• [Dataset content]
----------

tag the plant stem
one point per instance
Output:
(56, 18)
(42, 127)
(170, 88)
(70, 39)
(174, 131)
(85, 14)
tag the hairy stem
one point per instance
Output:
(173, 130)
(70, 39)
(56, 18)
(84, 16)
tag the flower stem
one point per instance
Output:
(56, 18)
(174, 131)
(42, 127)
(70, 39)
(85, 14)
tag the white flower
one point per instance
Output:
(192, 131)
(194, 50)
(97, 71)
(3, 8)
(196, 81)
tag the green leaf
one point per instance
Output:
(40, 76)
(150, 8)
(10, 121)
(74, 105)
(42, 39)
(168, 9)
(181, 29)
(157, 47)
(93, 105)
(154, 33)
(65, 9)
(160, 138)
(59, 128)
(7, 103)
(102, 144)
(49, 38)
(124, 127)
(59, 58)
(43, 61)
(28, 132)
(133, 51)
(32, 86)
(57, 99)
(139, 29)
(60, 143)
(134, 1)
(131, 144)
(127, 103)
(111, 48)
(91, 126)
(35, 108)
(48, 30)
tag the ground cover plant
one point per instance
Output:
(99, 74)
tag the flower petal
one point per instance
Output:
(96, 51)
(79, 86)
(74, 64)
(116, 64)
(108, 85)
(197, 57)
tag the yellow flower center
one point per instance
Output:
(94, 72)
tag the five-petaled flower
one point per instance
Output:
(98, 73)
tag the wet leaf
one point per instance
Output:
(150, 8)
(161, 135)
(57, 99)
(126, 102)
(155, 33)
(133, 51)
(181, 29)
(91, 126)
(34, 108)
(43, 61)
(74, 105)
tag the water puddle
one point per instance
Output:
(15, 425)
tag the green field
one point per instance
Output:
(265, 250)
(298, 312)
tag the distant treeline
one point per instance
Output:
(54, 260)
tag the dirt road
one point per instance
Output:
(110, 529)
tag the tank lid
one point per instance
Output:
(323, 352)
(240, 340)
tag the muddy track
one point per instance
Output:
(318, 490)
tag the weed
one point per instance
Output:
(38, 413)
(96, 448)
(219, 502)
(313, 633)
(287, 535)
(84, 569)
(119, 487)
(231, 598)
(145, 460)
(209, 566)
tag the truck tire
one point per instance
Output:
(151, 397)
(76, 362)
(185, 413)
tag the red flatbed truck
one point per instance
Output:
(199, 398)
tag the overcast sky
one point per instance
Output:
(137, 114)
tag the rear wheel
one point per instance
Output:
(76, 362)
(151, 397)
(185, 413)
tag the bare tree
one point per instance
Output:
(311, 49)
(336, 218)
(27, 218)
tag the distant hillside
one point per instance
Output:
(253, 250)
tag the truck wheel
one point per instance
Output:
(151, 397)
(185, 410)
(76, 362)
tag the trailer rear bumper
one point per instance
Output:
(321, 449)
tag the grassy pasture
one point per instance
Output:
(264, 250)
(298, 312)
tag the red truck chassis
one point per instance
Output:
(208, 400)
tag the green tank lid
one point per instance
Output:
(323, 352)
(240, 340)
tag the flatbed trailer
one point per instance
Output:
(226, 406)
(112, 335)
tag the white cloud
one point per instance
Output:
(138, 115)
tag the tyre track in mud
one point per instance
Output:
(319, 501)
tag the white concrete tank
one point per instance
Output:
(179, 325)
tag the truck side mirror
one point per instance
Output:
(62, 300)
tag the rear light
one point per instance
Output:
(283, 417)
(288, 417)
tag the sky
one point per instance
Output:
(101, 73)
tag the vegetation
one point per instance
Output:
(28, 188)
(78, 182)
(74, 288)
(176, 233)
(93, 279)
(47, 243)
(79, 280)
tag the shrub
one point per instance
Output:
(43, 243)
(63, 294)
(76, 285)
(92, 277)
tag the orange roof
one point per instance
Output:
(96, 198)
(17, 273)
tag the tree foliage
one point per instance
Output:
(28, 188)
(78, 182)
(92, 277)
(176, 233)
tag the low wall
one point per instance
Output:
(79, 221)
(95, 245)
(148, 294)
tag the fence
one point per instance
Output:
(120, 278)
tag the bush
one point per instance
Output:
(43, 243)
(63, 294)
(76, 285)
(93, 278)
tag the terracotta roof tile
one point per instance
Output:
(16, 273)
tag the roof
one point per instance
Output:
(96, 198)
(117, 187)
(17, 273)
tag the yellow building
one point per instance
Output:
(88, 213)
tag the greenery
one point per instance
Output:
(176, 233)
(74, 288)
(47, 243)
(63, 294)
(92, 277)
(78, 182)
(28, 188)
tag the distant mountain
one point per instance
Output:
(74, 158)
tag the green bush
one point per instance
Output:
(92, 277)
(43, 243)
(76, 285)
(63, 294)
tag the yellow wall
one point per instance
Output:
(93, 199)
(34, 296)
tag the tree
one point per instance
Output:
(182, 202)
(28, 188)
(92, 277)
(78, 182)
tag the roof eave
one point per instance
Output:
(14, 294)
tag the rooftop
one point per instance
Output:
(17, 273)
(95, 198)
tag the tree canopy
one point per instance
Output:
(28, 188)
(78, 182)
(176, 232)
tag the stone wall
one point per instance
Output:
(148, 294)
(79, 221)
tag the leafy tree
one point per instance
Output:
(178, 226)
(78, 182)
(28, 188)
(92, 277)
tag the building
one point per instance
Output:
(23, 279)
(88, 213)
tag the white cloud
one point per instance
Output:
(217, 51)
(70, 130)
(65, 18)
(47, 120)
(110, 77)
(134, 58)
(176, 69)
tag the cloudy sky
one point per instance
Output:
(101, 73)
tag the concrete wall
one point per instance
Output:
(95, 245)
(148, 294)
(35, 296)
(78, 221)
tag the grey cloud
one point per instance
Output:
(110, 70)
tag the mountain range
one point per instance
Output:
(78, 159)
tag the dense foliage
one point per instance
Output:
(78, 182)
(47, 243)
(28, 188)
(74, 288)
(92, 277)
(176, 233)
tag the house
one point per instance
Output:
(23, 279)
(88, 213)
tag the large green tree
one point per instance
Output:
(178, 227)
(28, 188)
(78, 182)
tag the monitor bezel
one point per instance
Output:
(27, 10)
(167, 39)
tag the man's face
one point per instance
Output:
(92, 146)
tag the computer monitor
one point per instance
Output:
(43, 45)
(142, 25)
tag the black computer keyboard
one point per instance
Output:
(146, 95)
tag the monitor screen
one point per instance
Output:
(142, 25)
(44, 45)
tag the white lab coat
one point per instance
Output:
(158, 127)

----------

• [Activity] Lines with the word "flower" in them should be copied from the preceding records.

• [Output]
tag the flower stem
tag the white flower
tag the flower petal
tag the yellow flower center
tag the five-petaled flower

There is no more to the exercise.